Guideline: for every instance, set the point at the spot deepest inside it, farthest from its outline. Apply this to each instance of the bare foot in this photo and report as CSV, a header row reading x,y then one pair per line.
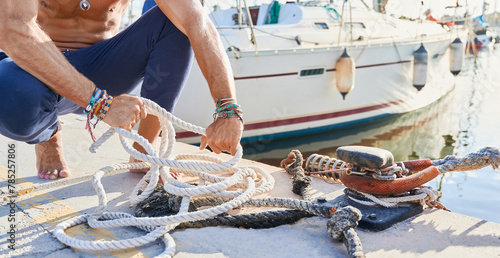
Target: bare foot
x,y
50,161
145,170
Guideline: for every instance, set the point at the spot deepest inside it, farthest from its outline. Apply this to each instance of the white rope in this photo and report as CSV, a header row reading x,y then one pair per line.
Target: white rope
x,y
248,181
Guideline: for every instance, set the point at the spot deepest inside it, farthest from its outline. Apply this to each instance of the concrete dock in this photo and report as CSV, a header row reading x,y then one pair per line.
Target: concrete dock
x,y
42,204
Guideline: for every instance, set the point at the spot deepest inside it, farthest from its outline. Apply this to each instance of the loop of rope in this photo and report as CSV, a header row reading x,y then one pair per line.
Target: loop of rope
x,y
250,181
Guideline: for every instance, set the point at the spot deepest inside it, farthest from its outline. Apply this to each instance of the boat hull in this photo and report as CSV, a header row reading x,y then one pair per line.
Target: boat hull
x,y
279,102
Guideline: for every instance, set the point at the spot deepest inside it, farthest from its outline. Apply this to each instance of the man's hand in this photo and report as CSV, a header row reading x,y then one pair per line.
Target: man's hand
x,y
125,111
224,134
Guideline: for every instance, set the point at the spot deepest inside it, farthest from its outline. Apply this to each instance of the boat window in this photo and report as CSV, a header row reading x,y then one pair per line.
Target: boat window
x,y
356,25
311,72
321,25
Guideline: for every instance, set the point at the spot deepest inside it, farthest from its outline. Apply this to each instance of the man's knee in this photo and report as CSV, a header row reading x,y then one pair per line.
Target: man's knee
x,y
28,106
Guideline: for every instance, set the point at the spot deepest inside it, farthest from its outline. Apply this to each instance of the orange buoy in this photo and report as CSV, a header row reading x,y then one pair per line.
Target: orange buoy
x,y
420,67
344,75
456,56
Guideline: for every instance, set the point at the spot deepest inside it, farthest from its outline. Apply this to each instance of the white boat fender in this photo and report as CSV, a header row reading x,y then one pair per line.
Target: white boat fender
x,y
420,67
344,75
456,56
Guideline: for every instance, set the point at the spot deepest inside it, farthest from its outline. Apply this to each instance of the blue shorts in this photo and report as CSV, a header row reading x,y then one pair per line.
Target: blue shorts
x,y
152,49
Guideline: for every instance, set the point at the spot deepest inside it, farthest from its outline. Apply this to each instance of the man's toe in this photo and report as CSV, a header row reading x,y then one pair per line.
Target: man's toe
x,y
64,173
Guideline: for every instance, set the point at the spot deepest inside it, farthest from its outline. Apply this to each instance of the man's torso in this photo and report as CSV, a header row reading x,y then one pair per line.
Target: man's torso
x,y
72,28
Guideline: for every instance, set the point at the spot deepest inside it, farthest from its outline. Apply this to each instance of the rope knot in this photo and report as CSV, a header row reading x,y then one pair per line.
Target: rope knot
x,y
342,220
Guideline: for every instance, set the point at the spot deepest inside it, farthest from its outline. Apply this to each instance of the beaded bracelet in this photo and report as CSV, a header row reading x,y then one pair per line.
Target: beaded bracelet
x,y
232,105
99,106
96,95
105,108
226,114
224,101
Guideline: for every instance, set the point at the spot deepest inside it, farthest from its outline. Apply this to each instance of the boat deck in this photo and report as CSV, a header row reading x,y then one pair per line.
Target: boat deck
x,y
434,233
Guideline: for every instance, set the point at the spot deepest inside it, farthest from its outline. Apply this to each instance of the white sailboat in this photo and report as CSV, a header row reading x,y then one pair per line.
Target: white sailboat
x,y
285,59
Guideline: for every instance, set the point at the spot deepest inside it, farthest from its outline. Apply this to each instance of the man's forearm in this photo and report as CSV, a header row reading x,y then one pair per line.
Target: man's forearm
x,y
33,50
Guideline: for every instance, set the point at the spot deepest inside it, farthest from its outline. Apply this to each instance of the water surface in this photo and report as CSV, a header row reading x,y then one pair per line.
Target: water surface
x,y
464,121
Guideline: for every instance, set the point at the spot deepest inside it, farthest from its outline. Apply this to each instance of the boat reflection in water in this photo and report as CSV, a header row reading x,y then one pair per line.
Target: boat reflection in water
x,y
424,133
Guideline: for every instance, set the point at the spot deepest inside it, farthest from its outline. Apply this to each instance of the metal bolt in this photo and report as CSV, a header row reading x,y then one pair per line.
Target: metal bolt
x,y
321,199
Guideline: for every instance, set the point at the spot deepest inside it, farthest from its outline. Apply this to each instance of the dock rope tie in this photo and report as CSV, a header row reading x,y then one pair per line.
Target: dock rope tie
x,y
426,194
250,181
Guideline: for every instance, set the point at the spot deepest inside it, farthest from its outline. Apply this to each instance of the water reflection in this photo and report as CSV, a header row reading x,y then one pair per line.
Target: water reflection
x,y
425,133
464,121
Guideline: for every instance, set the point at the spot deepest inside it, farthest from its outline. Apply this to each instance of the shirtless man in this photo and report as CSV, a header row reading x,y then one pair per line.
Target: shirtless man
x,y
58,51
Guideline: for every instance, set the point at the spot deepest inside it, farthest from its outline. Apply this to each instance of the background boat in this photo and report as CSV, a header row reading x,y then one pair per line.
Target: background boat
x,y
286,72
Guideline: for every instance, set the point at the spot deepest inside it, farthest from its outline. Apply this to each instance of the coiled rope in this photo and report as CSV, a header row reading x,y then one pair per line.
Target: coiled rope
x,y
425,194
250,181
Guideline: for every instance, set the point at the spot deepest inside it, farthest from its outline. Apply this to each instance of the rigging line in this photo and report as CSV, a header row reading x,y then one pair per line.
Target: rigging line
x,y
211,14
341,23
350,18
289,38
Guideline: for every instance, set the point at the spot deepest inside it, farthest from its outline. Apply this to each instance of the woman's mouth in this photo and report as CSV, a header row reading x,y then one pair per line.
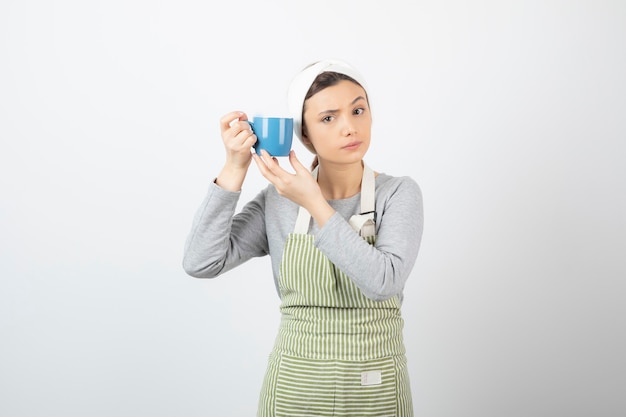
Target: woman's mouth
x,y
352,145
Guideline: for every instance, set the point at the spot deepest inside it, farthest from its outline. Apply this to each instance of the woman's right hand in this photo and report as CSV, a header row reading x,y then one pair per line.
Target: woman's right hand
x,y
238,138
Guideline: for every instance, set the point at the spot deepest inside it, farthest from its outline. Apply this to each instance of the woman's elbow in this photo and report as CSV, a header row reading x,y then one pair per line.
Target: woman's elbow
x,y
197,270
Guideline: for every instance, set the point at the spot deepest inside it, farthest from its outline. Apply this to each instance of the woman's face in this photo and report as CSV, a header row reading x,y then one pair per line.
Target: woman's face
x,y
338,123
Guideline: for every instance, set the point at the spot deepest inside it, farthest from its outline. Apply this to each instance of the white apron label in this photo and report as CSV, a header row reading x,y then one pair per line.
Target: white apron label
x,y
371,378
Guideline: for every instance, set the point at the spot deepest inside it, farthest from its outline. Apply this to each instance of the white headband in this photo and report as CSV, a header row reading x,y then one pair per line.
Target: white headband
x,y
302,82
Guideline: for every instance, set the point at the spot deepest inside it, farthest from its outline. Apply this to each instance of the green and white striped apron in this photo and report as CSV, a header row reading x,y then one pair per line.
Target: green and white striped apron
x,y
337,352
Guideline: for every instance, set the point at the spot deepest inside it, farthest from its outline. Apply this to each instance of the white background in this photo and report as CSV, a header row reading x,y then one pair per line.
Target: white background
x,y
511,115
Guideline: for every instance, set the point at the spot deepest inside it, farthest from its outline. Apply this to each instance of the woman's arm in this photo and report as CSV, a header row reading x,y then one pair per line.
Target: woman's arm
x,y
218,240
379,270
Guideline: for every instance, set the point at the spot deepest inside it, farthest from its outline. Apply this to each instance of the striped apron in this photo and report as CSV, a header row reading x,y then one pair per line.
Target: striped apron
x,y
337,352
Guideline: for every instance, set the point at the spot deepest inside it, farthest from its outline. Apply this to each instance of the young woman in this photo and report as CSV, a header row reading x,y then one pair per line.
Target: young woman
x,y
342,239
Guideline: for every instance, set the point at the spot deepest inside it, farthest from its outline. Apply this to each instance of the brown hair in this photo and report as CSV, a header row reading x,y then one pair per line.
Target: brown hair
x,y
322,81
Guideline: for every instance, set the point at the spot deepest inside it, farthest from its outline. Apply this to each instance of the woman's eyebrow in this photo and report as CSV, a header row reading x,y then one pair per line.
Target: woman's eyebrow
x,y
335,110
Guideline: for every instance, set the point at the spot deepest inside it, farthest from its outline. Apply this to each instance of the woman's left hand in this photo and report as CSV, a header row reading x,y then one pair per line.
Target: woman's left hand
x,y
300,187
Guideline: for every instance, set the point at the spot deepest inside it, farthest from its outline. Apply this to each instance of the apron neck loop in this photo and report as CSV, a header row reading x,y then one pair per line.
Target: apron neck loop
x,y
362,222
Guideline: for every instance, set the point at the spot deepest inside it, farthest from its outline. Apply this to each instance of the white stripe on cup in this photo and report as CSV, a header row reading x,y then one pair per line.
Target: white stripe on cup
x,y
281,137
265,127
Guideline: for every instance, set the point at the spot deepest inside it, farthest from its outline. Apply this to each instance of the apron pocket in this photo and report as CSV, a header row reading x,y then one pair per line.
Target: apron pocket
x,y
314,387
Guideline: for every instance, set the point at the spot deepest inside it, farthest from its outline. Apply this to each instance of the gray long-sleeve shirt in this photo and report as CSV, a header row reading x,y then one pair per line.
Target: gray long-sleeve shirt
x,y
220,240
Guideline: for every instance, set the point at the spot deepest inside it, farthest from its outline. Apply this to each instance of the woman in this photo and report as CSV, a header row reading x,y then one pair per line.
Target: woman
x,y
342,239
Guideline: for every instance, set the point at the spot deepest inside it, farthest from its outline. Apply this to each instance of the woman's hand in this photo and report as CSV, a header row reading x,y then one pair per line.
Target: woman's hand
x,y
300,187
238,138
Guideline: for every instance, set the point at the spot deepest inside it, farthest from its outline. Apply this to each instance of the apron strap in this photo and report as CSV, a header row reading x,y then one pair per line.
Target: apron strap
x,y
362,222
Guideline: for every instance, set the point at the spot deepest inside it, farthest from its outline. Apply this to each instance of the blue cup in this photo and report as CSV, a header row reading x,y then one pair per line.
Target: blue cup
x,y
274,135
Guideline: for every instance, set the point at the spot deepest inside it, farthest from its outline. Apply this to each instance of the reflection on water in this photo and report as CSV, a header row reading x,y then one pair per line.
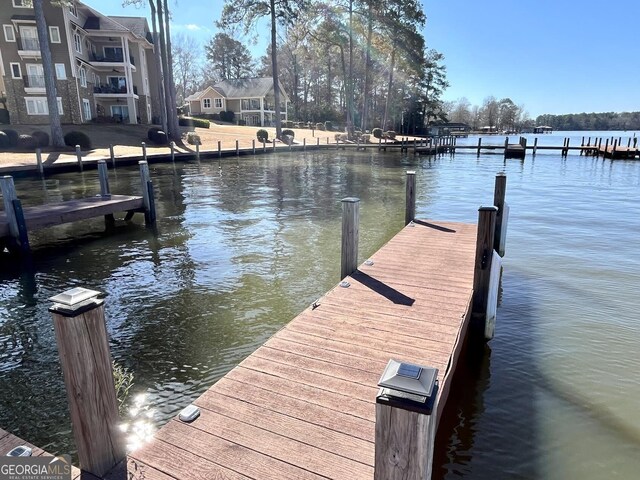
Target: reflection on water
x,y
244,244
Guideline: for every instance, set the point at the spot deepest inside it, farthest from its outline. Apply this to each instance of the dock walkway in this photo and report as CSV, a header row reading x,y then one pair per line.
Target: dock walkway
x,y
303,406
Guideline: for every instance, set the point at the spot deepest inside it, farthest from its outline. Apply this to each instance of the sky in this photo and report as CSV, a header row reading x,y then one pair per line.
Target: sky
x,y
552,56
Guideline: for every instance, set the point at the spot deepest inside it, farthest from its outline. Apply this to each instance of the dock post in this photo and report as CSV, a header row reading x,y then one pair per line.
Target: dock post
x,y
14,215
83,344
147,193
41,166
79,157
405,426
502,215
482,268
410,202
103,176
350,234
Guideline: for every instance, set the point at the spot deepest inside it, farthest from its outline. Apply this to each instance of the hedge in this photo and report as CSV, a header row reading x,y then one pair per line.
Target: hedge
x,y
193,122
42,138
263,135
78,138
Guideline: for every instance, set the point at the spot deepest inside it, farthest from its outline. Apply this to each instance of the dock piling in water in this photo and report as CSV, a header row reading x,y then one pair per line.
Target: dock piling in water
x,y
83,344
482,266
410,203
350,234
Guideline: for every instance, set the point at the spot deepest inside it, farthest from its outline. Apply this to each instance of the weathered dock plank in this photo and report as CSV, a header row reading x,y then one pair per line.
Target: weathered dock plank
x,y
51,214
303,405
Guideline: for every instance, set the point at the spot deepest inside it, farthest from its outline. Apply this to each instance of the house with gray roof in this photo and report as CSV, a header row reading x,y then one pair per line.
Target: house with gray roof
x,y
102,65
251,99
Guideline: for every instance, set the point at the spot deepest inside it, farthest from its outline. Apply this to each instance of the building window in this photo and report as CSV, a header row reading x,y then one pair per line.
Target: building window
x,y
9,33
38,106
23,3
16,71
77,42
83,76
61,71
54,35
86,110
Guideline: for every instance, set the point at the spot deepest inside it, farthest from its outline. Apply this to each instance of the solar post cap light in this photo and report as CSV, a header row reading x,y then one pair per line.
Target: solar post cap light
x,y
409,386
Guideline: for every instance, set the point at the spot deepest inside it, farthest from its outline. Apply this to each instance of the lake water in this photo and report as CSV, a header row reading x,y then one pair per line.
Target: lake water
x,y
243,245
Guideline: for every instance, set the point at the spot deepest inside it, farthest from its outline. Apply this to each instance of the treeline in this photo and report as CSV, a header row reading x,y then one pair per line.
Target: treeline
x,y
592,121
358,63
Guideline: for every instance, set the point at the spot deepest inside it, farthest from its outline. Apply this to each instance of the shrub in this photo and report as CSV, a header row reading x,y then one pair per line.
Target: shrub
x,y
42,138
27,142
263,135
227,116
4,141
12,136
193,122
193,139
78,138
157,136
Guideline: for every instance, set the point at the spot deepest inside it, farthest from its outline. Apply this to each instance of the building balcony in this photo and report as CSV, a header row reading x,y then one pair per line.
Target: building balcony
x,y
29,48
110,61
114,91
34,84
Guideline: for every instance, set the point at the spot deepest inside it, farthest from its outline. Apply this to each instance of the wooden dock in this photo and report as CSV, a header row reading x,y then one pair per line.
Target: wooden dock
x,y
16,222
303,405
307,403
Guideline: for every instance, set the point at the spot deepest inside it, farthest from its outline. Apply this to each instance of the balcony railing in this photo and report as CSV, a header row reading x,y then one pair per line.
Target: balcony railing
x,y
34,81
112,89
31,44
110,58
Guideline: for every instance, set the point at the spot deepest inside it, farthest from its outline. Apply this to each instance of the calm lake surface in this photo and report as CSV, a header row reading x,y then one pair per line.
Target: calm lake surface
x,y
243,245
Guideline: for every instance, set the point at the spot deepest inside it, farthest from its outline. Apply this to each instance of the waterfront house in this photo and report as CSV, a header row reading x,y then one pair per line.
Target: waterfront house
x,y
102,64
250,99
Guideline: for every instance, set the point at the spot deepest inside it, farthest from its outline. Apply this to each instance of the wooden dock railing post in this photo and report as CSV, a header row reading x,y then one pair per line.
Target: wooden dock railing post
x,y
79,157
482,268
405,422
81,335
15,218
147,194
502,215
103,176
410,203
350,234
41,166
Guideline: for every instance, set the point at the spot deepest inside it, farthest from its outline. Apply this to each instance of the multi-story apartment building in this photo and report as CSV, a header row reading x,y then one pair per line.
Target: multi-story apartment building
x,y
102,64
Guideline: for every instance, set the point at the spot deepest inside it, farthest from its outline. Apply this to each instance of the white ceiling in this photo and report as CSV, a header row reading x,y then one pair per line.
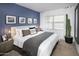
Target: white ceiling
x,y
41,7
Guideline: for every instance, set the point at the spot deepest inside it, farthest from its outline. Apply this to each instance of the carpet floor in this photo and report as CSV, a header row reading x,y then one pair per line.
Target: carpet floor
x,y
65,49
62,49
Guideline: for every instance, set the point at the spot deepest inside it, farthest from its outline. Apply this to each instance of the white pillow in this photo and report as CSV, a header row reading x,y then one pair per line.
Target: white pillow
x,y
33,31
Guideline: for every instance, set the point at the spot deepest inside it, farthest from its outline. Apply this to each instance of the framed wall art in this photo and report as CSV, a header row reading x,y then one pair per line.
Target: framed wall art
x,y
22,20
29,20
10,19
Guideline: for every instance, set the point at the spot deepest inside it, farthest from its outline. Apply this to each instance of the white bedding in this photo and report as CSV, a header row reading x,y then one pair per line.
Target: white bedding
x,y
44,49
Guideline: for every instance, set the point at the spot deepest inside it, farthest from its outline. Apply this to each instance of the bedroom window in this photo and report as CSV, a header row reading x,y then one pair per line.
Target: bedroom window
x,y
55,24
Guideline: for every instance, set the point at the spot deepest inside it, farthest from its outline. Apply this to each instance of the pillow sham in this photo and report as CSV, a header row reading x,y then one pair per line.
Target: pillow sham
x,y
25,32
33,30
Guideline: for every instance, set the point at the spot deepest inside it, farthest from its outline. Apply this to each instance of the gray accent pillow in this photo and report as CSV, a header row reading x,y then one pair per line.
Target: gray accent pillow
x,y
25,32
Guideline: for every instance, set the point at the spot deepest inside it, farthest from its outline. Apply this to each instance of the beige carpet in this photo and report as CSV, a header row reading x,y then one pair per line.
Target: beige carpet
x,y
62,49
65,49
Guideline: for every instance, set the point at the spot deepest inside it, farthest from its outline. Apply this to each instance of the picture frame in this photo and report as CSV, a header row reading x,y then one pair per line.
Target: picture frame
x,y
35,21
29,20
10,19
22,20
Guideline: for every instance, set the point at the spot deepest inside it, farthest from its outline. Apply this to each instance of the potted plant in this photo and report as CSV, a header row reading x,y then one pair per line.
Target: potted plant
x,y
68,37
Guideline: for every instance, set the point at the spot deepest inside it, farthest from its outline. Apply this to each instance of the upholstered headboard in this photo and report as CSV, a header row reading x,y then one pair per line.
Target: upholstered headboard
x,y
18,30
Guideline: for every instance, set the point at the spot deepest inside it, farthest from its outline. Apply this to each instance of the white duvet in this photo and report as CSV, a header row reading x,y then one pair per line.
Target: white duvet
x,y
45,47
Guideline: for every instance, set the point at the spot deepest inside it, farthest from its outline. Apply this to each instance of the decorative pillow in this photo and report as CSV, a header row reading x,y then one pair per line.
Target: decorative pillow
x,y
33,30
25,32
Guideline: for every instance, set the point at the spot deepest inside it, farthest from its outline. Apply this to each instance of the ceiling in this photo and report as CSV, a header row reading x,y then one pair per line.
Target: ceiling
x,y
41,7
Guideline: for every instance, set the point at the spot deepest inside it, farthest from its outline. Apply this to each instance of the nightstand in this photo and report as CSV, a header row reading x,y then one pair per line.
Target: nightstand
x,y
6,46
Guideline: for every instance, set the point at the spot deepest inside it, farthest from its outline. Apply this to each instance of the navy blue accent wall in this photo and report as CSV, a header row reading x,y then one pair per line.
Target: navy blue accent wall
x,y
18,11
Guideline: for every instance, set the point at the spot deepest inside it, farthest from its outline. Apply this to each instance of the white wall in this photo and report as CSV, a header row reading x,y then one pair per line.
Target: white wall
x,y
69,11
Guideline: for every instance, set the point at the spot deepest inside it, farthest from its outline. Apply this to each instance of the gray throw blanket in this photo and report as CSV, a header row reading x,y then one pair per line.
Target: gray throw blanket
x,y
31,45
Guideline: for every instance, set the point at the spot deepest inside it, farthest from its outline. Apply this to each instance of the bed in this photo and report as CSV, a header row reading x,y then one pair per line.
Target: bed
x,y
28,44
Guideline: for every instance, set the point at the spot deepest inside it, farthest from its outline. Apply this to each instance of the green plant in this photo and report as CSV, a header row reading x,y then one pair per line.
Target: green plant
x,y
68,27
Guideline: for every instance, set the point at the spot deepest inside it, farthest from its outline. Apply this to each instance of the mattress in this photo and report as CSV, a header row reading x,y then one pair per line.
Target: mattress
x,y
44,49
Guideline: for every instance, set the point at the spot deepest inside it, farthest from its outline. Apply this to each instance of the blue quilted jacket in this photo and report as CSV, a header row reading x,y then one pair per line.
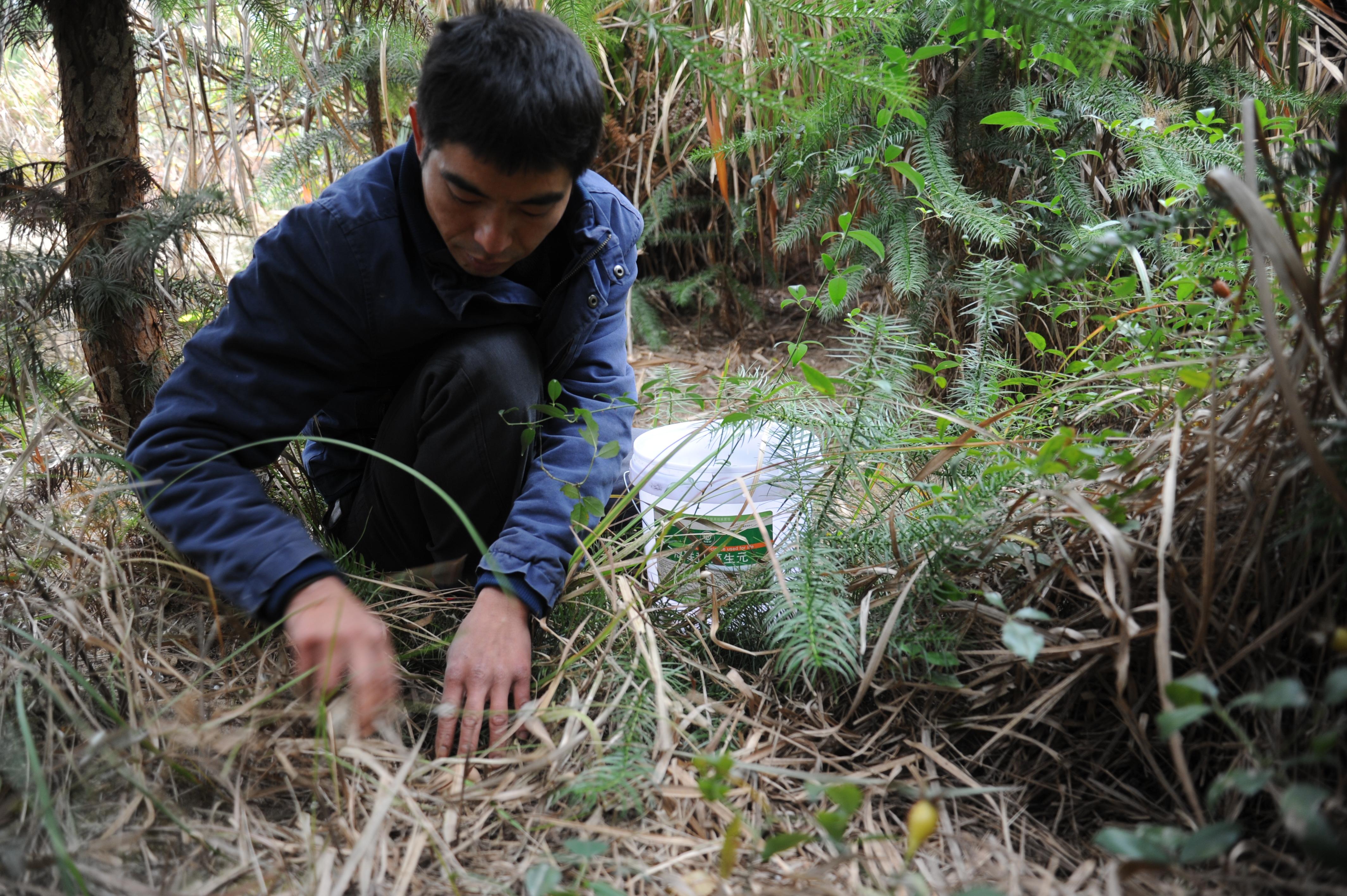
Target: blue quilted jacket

# Aim of the exercise
Your answer must be the exact lines of the records from the first one through the line containing "of the orange", with no pictures in it.

# Answer box
Guideline: for every instance, set the point at the spot deepest inside it, farthest from its outline. Apply this to each instance of the bare foot in this photo and report as CSV, a header row reading x,y then one pair per line.
Target: bare foot
x,y
50,161
145,170
Guideline: for every instance, set the point at the spot deepest inside it, farthest from its outline. Apply this to each instance of the white rope in this photo and report as CSV, a header row reading x,y then one pair per line.
Target: white rope
x,y
248,181
Guideline: for every instance, set the point at the spot deepest inside it, farthest from its outline. Apply this to each instance of the concrete dock in this photo and report as CSV, a header row reading x,y then one pair per line.
Target: concrete dock
x,y
42,204
Guideline: for every instance, set the point at the spot deepest inside it, farthest from its outline. Apply this to each instance of the loop of rope in this photo and report as CSV, a header row reading x,y then one pair per line.
Target: loop of rope
x,y
250,181
Guideline: for every instance, set the point at the spot deepest inside it, farthest from its outline. Apply this to each instance of the boat hull in this photo and report as CSV, a header row reading x,y then one pair per line.
Target: boat hull
x,y
279,102
Guideline: for every instance, set the point at the spot deepest inside it, farthest from its outline. Apply this to each instance of the man's hand in this photo and report as CSV, a header row reading x,y then one pair per line.
Target: man's hand
x,y
125,111
224,134
Guideline: for every instance, set the point at the spot deepest inside it, farthest from its outline. Apply this to each instance of the boat window in this photo and report as CSV, a header row reading x,y then one pair per line.
Target: boat window
x,y
356,25
311,72
321,25
Guideline: for every instance, set the point at the spot deepest inside it, farthest from its outline. Apply this to each instance of the man's knee in this photo and report as CSV, a header row reading x,y then one pair per line.
Target: man's knee
x,y
28,106
Guideline: for every instance, set the point at the spot deepest inside it, farthest from its outline. Apply this to each instance of the orange buoy in this photo and report as CSV, a header row reading x,y then one pair per line.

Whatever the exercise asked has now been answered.